Blackface was a performance tradition in the American theater for roughly 100 years beginning around 1830. It was practiced in Britain as well, surviving longer than in the U.S.; The Black and White Minstrel Show on television lasted until 1978.

In both the United States and Britain, blackface was most commonly used in the minstrel performance tradition, which it both predated and outlasted. Early white performers in blackface used burnt cork and later greasepaint or shoe polish to blacken their skin and exaggerate their lips, often wearing woolly wigs, gloves, tailcoats, or ragged clothes to complete the transformation. According to a 1901 source: "Be careful to get the black even around the eyes and mouth. Leave the lips just as they are, they will appear red to the audience. Comedians leave a wide white space all around the lips. It makes the mouth appear larger and will look red as the lips do. If you wish to represent an old darkey, use white drop chalk, outlining the eyebrows, chin, whisk- ers or a gray beard." Later, Black artists also performed in blackface. The famous Dreadnought hoax involved the use of blackface and costume for a group of high-profile authors to gain access to a military vessel.

Stereotypes embodied in the stock characters of blackface minstrels not only played a significant role in cementing and proliferating racist images, attitudes, and perceptions worldwide, but also in popularizing Black culture. In some quarters, the caricatures that were the legacy of blackface persist to the present day and are a cause of ongoing controversy. Another view is that "blackface is a form of cross-dressing in which one puts on the insignias of a sex, class, or race that stands in opposition to one's own".

ACTIONS TO TAKE ::
a – From the excerpt on blackface, retype the part that opens with the words containing "Blackface was a" and closes with "lasted until 1978.".
b – Answer these questions using the excerpt on blackface:
(i) Until what year did The Black and White Minstrel Show run on television?
(ii) What did early white performers in blackface use to blacken their skin?
(iii) What did the group in the Dreadnought hoax use blackface and costume to gain access to?
c – Proceed with the excerpt on blackface from where it stops.
The data has nothing to do with these tasks.

Referring expression data
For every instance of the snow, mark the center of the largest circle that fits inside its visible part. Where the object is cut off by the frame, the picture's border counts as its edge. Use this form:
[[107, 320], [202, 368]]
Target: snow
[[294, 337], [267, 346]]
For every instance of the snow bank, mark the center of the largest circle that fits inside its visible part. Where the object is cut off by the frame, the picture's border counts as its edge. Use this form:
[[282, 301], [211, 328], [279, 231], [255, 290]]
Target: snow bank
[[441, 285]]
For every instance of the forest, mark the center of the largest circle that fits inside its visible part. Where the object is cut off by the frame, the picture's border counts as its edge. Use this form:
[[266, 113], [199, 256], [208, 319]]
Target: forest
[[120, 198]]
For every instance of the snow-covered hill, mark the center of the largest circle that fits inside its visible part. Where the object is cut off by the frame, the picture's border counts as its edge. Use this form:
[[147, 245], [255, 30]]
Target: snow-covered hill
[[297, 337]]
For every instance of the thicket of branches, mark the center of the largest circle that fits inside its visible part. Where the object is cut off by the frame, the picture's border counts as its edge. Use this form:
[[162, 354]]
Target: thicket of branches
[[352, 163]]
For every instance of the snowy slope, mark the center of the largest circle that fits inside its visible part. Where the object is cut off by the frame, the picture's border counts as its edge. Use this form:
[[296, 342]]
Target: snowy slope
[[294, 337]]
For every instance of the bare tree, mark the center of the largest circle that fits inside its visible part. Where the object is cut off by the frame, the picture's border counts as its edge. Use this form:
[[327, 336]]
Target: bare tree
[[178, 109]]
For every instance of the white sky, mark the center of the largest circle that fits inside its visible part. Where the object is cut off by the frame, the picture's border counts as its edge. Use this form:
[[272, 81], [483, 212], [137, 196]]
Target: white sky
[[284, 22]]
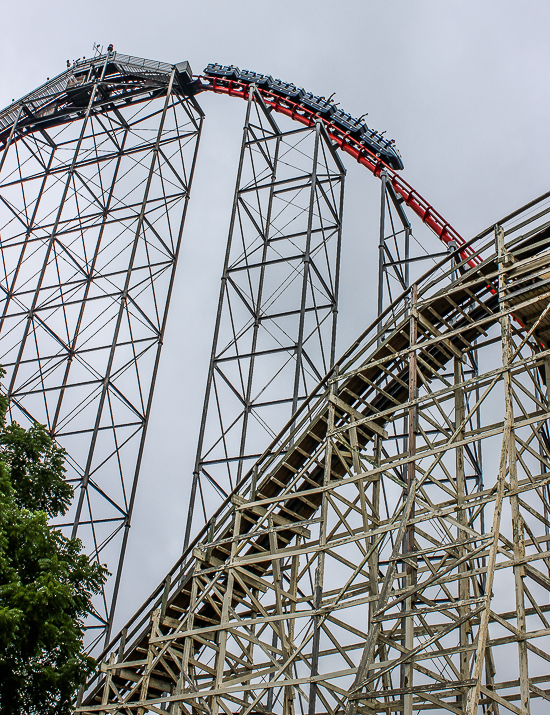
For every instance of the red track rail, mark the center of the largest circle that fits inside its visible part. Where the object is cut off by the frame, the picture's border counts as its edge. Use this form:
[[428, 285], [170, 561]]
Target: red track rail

EXERCISE ANSWERS ::
a –
Blackface was a performance tradition in the American theater for roughly 100 years beginning around 1830. It was practiced in Britain as well, surviving longer than in the U.S.; The Black and White Minstrel Show on television lasted until 1978.

b –
(i) 1978
(ii) Burnt cork, and later greasepaint or shoe polish
(iii) A military vessel

c –
By the mid-20th century, changing attitudes about race and racism effectively ended the prominence of blackface makeup used in performance in the U.S. and elsewhere. Blackface in contemporary art remains in relatively limited use as a theatrical device; today, it is more commonly used as social commentary or satire. Perhaps the most enduring effect of blackface is the precedent it established in the introduction of African-American culture to an international audience, albeit through a distorted lens. Blackface's appropriation, exploitation, and assimilation of African-American culture – as well as the inter-ethnic artistic collaborations that stemmed from it – were but a prologue to the lucrative packaging, marketing, and dissemination of African-American cultural expression and its myriad derivative forms in today's world popular culture.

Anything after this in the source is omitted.